- _Text provided_

One thing I've been unhappy about with my ports of Inferno to Thumb-2-based microcontrollers is the lack of floating point (FP) arithmetic support so far. This isn't because I want to do mathematics or perform complex calculations quickly. It's because a lot of Limbo modules use the real type to represent numbers just because it's more natural for many calculations.
When doing anything related to Inferno ports these days, the first port of call is the Raspberry Pi port and the series of labs that document how it was done. The most relevant one for us in this case is Lab 26, floating point which makes it sound almost trivial to implement support for floating point instructions. Unfortunately, the instruction set used by the original Raspberry Pi is not the same as the one we're using for the ports to Thumb-based microcontrollers. That's why we're using the tl linker instead of 5l, for example. So, I anticipated some problems ahead of time. Just not necessarily all the ones I encountered.
The other required background reading is the ARMv7 Architecture Reference Manual. This shows the instruction encodings for the floating point instructions that Thumb-2 microcontrollers can support.
Most, if not all of the available Cortex-M4 microcontrollers available at the moment only support single precision floating point arithmetic. This means that, not only are they limited in the range of operations they can perform, they do not recognise many instructions that handle double precision numbers. Actually, there are instructions that involve loading and storing doubles into FP registers that are implemented, but the ones that do arithmetic aren't recognised.

- _Actions to take_
- A) Identify each name or technical term in the floating point text that contains a numeral, listing them in the order of their first appearance.
- B) Render the following sentence from the floating point text into German: "Most, if not all of the available Cortex-M4 microcontrollers available at the moment only support single precision floating point arithmetic."

Dataset entries on object locations
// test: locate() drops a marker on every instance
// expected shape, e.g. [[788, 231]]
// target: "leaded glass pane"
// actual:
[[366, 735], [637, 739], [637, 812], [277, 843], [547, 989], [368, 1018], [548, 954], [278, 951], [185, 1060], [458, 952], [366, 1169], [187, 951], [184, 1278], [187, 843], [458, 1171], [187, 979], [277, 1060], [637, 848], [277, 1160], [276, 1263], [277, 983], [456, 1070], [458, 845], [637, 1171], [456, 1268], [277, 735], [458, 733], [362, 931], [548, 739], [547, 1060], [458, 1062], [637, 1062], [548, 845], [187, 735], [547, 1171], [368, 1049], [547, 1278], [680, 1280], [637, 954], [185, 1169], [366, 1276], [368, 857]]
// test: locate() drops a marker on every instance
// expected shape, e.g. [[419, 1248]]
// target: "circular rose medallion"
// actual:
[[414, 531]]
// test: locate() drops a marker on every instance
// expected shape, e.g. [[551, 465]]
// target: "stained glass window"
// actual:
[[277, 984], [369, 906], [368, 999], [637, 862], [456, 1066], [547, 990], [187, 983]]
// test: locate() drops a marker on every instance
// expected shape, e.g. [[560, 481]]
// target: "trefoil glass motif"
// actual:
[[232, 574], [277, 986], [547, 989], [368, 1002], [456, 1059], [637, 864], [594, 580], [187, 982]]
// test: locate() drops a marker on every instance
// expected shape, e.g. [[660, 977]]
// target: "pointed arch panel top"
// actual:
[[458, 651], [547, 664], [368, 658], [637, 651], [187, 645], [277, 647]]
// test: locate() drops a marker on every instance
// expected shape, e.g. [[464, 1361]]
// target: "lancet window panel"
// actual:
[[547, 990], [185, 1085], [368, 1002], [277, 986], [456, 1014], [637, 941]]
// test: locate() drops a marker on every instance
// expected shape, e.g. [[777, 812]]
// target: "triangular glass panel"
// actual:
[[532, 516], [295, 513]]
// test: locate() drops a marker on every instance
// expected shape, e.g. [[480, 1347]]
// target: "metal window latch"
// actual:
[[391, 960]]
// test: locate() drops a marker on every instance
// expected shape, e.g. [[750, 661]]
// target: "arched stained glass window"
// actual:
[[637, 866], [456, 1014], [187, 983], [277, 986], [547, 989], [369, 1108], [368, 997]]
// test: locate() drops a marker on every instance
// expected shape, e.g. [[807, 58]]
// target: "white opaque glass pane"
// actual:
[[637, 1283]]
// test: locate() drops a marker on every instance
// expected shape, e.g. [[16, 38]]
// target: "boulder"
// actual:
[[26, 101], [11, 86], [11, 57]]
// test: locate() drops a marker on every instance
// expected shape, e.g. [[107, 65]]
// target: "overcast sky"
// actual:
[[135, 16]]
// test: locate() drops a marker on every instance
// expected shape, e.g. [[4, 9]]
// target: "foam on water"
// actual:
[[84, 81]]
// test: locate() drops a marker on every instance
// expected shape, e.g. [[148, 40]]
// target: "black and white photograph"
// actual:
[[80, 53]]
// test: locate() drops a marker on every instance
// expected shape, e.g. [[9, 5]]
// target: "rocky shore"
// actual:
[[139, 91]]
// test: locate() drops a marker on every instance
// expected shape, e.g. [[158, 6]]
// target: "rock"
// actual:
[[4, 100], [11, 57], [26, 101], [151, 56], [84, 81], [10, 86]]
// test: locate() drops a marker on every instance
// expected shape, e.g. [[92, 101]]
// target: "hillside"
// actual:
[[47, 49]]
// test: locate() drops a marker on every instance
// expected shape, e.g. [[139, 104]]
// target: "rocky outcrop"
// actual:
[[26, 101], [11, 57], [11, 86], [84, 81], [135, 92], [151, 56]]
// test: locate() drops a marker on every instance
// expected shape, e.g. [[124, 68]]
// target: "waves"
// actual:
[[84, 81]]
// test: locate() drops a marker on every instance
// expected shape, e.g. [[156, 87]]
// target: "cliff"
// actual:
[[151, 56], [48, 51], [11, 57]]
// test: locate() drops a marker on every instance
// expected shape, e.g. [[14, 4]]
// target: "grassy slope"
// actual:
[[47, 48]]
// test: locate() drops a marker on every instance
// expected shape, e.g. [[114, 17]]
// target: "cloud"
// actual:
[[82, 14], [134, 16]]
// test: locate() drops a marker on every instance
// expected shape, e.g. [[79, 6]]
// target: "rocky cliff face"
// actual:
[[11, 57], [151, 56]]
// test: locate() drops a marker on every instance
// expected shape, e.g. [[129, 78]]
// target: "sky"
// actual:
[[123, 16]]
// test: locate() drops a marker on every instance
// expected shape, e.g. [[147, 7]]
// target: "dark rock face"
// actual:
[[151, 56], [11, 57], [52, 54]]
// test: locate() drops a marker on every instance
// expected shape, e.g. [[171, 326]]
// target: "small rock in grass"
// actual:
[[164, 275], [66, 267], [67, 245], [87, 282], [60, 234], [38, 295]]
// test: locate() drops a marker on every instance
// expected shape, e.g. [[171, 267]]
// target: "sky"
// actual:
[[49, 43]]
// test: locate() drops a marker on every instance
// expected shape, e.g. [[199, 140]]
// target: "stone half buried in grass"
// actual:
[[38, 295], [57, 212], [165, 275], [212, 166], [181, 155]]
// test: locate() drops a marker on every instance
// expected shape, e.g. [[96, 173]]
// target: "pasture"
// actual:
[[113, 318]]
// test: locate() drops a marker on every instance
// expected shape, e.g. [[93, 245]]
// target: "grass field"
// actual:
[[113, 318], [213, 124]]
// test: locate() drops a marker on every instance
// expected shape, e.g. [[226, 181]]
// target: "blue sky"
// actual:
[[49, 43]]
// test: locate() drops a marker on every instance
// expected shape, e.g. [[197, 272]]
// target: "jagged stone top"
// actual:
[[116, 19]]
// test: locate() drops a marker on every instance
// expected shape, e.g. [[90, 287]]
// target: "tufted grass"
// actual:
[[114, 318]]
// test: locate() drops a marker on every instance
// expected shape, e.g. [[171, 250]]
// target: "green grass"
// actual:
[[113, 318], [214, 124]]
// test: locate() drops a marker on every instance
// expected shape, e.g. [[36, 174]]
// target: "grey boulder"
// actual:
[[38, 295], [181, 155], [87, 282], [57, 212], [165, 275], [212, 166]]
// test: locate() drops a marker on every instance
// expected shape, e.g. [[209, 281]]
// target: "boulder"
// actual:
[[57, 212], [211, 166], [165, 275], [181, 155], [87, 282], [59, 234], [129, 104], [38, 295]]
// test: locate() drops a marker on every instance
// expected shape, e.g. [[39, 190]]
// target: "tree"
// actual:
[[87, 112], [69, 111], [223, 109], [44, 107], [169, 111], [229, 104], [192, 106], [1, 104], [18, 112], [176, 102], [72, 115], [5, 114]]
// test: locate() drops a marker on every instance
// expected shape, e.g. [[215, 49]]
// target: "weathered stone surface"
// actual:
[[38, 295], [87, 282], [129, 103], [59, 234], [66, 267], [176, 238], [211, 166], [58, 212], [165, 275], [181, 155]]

- _Responses to the exercise_
- A)
Thumb-2
Lab 26
5l
ARMv7
Cortex-M4

- B) Die meisten, wenn nicht alle der derzeit erhältlichen Cortex-M4-Mikrocontroller unterstützen nur Gleitkommaarithmetik mit einfacher Genauigkeit.